Source extract

----------------------------------------

A Backpacking Journey Turns into a Fishing Trip

In the remote wilderness adjacent to my in-law’s cabin near Aspen, there is an isolated mountain basin containing a couple of lakes that I have wanted to visit for many years. I’ve made a couple of attempts to get reach this wild area on day trips from the cabin, but distance and weather prevented me from getting there.

My brother, Vince, and I wanted to do a short backpack trip sometime during the summer, and I immediately thought about the hidden lakes that I’ve wanted to visit for so long. We decided we’d make a loop hike that would take us deep into the wilderness with a two night stay at the lakes. We would then climb a high pass, drop into a deep river canyon and follow the canyon to its terminus, where we would have a car waiting for us. The total mileage of the hike would only be around 17 miles, but the climb to the lakes on the first day would be steep and rugged; difficult with a heavy overnight pack.

----------------------------------------

Excerpted records
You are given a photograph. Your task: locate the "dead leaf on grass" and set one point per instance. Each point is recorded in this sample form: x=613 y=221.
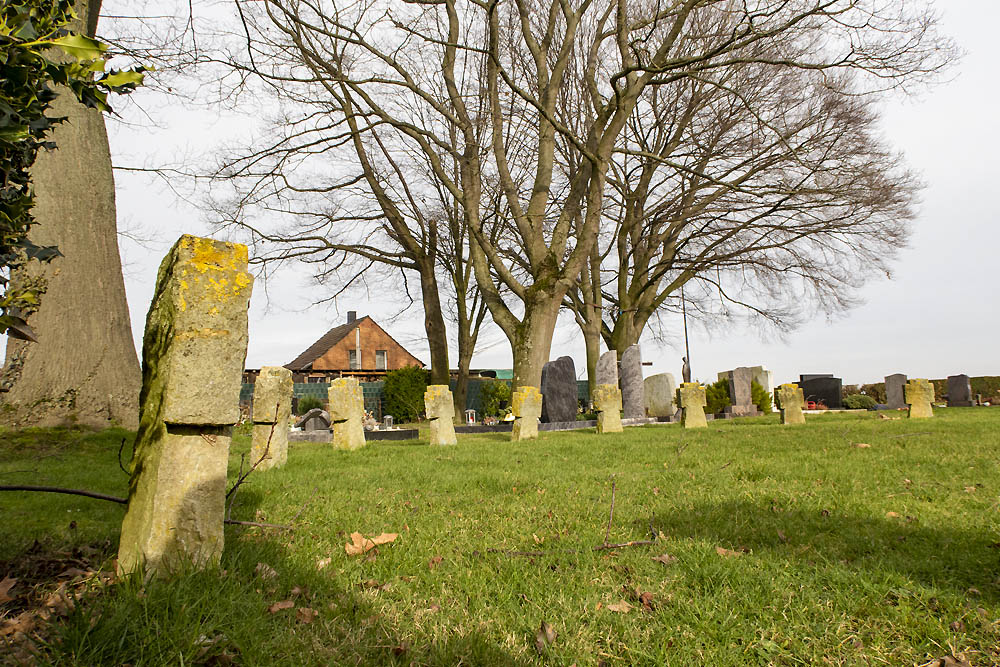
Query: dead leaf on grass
x=5 y=586
x=305 y=614
x=278 y=606
x=666 y=559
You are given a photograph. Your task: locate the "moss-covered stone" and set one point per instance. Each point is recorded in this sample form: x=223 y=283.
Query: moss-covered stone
x=193 y=351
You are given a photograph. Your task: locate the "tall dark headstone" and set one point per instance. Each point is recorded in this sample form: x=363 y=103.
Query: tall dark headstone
x=959 y=391
x=559 y=396
x=633 y=393
x=894 y=391
x=824 y=389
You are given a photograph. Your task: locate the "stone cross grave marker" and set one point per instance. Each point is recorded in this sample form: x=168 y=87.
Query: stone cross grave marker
x=691 y=398
x=741 y=403
x=560 y=400
x=633 y=402
x=439 y=405
x=919 y=396
x=608 y=403
x=193 y=350
x=658 y=391
x=894 y=391
x=606 y=371
x=526 y=404
x=790 y=401
x=959 y=391
x=272 y=408
x=347 y=410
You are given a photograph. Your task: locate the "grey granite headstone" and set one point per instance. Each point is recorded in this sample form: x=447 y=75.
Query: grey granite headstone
x=607 y=369
x=741 y=404
x=659 y=394
x=633 y=403
x=894 y=391
x=959 y=391
x=560 y=401
x=316 y=419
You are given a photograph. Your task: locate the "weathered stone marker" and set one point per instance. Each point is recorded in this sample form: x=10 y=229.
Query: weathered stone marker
x=560 y=401
x=272 y=408
x=740 y=401
x=193 y=351
x=894 y=391
x=607 y=369
x=919 y=396
x=633 y=402
x=608 y=403
x=790 y=401
x=959 y=391
x=439 y=406
x=691 y=398
x=526 y=404
x=658 y=391
x=347 y=410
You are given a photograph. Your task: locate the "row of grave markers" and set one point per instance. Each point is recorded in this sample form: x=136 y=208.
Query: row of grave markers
x=194 y=348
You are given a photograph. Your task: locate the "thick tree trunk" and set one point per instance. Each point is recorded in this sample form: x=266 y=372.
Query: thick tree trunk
x=437 y=333
x=84 y=368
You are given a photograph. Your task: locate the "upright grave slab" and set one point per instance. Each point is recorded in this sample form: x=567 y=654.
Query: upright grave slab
x=658 y=392
x=526 y=405
x=272 y=408
x=439 y=405
x=740 y=401
x=691 y=397
x=560 y=402
x=193 y=350
x=790 y=401
x=607 y=400
x=633 y=403
x=959 y=391
x=894 y=391
x=347 y=410
x=919 y=396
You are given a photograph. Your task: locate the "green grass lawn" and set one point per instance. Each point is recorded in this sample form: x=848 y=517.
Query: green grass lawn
x=788 y=546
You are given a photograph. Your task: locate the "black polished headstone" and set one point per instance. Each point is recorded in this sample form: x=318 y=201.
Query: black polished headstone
x=560 y=401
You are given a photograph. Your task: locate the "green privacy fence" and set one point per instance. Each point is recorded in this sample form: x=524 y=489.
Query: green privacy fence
x=373 y=393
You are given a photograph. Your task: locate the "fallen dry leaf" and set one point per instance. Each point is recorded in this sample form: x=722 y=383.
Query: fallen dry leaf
x=5 y=586
x=278 y=606
x=265 y=571
x=666 y=559
x=305 y=614
x=546 y=635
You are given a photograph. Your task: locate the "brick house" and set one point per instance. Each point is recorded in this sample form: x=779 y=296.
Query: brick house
x=359 y=348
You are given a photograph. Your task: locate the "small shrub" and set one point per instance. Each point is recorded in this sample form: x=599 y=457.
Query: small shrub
x=307 y=403
x=403 y=393
x=859 y=402
x=494 y=397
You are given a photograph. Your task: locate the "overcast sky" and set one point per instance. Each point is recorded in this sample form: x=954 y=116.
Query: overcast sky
x=935 y=317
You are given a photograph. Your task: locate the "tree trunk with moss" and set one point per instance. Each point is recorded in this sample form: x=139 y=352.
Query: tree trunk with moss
x=84 y=368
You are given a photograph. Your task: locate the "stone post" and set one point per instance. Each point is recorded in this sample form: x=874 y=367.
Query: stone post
x=919 y=396
x=440 y=408
x=608 y=403
x=347 y=409
x=193 y=351
x=790 y=401
x=272 y=409
x=526 y=404
x=691 y=398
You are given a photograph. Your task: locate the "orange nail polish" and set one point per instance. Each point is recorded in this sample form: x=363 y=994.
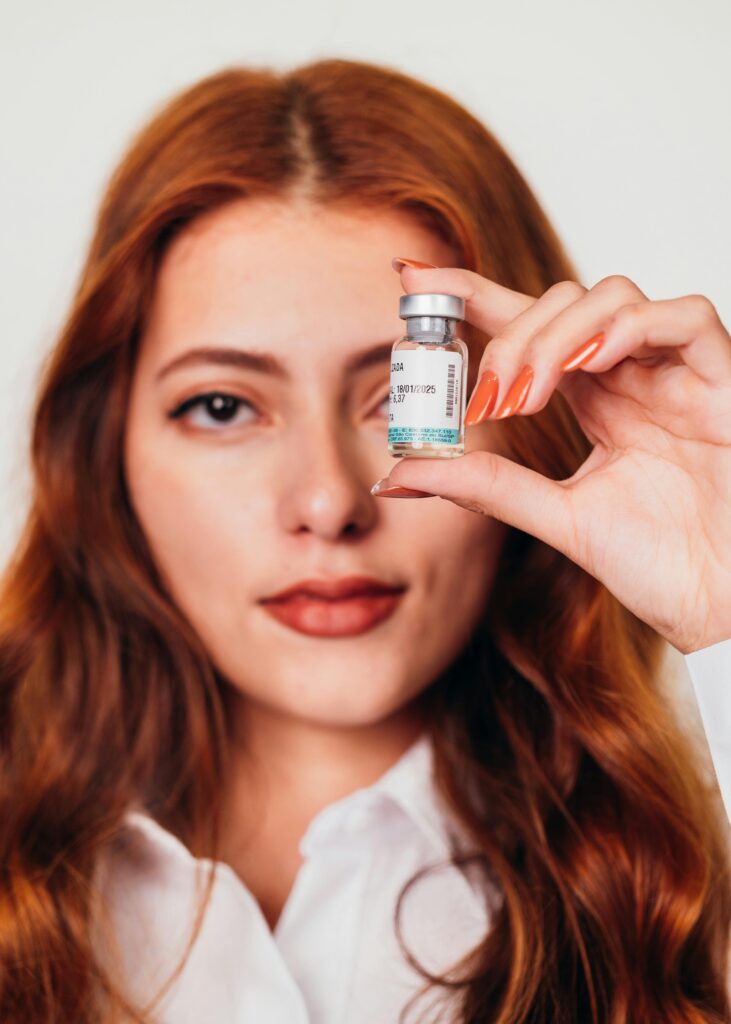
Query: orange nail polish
x=384 y=489
x=483 y=398
x=515 y=398
x=400 y=261
x=584 y=352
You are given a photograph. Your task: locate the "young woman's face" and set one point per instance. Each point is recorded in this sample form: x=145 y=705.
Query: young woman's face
x=266 y=482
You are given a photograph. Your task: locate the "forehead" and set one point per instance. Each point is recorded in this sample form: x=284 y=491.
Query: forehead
x=290 y=275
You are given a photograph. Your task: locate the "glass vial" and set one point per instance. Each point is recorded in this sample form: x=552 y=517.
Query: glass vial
x=426 y=409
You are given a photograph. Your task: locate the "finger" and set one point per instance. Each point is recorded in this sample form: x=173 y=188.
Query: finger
x=572 y=333
x=488 y=306
x=690 y=325
x=489 y=483
x=505 y=355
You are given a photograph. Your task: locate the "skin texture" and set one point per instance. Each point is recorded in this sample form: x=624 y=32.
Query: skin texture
x=649 y=511
x=237 y=511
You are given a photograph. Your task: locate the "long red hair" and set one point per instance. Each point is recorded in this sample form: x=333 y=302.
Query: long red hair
x=555 y=745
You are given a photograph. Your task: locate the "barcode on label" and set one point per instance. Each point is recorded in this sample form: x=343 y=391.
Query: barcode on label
x=450 y=390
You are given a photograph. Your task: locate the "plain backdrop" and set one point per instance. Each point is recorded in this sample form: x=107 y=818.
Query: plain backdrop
x=617 y=114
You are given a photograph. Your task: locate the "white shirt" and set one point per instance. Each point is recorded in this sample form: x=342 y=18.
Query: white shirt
x=333 y=956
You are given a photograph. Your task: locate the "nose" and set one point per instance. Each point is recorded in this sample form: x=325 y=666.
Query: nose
x=326 y=486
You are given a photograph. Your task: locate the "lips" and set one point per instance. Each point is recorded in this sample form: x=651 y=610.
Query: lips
x=334 y=607
x=334 y=589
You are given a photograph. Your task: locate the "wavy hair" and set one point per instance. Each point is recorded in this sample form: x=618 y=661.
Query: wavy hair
x=593 y=824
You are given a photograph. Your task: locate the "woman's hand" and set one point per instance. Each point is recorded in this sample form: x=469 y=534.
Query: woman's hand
x=649 y=511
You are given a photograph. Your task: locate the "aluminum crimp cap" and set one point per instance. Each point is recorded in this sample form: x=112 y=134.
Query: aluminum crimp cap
x=431 y=304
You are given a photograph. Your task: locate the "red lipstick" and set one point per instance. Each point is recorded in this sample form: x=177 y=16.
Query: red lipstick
x=334 y=607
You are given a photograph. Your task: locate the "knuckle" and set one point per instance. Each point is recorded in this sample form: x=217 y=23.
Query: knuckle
x=567 y=290
x=702 y=306
x=617 y=283
x=629 y=313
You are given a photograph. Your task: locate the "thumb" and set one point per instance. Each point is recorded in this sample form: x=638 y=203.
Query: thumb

----------------------------------------

List, in order, every stage of the loop hike planned in the backpacking story. The items stand apart from the backpacking story and have no link to it.

1. Hike deep into the wilderness to the lakes
2. Stay two nights at the lakes
3. Climb a high pass
4. Drop into a deep river canyon
5. Follow the canyon to its terminus, where a car would be waiting